ВАША ЗАДАЧА: Дословно воспроизведите часть приведенного ниже фрагмента документа от слов «Было время, когда» до слов «мы люди маленькие!» включительно.

ФРАГМЕНТ ДОКУМЕНТА:

####

Было время, когда Урусов был именем истинно всероссийским. Можно даже сказать: его имя стало как бы нарицательным – синонимом адвоката – из звезд звезды, чего-то столь необычайно блестящего и важного, что в присутствии его светила небесные тускнут и только сконфуженно помигивают:
– Что ж? мы люди маленькие!
Смутно вспоминается мне из детства наезд Урусова в маленький провинциальный городок Мещовск в Калужской губернии, на сессию окружного суда. Это было землетрясение какое-то, землетрясение умов. Дамы ходили, будто пьяные. Мужчины… Если бы Александр Иванович, возгордившись, заявил, подобно послам древлянским:
– Не хочу ни идти, ни ехать, – несите меня в лодке!

####

Строки набора данных:

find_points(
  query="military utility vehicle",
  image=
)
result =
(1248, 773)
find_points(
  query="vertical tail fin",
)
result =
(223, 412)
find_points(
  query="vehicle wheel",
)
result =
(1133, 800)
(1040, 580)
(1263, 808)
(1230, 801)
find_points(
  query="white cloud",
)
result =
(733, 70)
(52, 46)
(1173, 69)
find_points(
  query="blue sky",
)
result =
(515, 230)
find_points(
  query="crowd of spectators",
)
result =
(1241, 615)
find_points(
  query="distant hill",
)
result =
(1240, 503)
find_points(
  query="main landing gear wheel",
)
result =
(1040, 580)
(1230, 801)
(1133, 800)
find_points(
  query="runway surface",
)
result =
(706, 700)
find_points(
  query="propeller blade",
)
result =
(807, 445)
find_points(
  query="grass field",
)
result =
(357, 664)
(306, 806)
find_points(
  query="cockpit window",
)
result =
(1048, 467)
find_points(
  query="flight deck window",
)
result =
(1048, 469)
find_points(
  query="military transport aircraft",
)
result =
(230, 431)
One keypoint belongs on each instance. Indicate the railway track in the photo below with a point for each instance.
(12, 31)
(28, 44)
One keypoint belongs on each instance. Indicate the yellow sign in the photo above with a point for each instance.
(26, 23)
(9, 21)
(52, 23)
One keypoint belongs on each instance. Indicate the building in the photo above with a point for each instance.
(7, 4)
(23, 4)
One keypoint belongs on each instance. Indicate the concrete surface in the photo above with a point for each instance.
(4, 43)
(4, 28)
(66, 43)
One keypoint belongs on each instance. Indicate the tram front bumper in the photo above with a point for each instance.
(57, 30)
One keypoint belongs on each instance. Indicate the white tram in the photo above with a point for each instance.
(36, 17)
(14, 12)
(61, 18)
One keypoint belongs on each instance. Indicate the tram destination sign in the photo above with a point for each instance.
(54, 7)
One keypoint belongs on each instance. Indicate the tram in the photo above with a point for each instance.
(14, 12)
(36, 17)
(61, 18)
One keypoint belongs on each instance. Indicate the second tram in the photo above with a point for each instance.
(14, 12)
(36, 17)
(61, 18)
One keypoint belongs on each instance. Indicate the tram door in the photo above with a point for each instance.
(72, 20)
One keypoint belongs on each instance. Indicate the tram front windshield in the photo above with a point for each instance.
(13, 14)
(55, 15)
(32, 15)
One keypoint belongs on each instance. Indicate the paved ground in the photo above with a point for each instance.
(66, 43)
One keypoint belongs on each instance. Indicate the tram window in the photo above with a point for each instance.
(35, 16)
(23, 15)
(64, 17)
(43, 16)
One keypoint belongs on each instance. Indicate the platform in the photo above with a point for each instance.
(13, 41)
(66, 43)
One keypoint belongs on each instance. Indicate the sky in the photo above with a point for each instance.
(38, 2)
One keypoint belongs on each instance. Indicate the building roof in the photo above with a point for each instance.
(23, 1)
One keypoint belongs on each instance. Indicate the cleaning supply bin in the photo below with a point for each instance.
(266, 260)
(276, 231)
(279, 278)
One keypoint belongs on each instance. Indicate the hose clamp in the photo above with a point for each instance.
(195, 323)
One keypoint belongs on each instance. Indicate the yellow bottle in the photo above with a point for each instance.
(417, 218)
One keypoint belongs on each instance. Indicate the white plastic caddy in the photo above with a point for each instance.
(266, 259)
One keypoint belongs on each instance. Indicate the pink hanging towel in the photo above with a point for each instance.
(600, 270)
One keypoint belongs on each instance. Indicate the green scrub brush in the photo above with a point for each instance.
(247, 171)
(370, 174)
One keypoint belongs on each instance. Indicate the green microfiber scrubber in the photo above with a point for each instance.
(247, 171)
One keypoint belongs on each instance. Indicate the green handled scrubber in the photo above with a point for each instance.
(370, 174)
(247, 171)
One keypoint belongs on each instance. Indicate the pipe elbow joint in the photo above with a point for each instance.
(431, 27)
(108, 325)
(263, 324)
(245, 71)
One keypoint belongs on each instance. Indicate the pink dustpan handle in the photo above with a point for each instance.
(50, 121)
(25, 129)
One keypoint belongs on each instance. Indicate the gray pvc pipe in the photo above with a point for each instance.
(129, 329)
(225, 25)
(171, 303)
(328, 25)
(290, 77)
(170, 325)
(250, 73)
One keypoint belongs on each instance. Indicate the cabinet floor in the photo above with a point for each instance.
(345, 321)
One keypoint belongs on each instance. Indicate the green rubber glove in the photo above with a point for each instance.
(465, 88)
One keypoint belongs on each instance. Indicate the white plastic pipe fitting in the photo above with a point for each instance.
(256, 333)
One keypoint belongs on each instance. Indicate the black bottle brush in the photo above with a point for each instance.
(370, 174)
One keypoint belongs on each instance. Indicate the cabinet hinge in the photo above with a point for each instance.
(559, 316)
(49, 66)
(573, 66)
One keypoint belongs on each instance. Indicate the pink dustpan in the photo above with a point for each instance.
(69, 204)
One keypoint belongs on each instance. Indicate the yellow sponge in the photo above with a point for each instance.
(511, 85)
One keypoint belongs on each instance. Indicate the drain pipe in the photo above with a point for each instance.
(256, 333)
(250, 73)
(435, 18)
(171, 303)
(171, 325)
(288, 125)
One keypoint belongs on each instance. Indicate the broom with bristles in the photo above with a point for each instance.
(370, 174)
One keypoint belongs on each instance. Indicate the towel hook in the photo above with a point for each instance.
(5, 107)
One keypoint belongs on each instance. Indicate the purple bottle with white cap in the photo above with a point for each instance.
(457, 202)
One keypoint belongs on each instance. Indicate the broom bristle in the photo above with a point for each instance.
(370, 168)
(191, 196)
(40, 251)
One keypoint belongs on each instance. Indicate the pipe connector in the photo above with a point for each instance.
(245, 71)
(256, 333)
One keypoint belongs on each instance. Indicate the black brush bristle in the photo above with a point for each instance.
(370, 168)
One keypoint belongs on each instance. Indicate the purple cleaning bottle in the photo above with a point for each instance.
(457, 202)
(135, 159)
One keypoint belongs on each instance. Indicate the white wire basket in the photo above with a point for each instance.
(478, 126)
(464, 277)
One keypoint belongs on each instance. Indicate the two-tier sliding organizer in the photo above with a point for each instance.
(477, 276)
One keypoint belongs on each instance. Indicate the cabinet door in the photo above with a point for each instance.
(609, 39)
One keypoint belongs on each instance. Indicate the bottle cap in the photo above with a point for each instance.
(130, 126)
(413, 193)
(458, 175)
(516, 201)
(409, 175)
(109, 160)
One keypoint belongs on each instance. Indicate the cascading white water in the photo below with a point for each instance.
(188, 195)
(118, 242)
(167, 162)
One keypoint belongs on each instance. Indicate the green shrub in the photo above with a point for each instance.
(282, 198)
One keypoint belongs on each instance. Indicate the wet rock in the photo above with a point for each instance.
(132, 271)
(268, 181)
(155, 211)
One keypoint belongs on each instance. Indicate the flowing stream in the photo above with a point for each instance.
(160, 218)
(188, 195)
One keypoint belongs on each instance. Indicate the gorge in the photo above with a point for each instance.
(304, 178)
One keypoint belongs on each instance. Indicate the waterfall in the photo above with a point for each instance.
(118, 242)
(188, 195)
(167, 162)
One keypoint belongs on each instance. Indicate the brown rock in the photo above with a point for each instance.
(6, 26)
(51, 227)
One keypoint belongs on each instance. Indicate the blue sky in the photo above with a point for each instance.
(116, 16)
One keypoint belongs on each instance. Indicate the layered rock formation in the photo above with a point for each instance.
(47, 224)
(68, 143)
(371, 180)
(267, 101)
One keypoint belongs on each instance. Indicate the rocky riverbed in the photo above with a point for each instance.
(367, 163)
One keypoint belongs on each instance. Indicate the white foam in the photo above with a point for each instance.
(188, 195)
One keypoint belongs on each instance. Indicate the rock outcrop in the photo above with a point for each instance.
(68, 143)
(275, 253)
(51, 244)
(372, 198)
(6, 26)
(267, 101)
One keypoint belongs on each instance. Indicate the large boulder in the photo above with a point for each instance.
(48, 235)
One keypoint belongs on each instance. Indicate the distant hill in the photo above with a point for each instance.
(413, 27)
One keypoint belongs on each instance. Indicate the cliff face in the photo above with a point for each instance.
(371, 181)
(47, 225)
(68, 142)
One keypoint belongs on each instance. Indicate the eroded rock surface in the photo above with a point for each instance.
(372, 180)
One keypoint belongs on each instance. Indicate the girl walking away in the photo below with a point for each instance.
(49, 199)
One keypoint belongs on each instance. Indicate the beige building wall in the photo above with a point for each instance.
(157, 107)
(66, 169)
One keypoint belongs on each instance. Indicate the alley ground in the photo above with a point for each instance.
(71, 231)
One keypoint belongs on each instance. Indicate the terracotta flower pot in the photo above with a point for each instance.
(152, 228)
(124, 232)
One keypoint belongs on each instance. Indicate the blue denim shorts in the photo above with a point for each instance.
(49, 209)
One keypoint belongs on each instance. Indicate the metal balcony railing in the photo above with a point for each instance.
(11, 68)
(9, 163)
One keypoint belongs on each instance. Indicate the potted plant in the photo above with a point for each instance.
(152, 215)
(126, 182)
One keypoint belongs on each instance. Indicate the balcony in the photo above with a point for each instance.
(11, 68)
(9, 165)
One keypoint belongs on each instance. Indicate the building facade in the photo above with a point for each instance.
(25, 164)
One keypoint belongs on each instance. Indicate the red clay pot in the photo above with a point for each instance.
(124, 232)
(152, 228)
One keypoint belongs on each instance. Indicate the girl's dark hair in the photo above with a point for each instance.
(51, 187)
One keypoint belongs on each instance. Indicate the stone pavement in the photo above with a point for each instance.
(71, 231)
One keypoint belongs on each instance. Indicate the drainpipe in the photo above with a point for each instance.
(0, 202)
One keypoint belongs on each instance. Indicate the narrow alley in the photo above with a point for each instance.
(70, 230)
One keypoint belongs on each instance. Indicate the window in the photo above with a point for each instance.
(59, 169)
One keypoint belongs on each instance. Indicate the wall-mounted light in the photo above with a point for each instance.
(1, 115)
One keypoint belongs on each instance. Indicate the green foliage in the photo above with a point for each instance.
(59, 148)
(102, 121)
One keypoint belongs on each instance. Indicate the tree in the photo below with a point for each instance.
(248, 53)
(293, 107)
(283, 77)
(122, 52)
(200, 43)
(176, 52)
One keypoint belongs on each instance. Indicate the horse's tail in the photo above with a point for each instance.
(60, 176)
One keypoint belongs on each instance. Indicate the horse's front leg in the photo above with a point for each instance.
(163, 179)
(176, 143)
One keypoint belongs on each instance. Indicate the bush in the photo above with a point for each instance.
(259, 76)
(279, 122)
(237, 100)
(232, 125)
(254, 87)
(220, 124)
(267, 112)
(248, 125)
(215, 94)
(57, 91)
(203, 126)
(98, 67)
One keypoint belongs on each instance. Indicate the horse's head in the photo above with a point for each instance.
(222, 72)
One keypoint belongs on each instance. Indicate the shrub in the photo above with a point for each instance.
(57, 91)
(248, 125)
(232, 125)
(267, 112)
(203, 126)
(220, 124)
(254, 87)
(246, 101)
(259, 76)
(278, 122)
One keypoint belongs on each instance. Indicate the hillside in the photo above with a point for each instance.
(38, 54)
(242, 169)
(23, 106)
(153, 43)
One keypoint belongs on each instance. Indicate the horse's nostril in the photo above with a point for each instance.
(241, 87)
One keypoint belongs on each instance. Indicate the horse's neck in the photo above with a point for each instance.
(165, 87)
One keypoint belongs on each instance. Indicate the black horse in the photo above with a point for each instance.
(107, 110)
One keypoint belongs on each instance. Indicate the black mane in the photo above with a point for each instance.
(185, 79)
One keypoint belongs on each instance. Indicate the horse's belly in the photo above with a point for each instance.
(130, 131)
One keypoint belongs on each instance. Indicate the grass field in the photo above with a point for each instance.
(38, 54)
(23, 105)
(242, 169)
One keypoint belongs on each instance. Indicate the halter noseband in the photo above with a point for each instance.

####

ПОЛНЫЙ ОТВЕТ:
Было время, когда Урусов был именем истинно всероссийским. Можно даже сказать: его имя стало как бы нарицательным – синонимом адвоката – из звезд звезды, чего-то столь необычайно блестящего и важного, что в присутствии его светила небесные тускнут и только сконфуженно помигивают:
– Что ж? мы люди маленькие!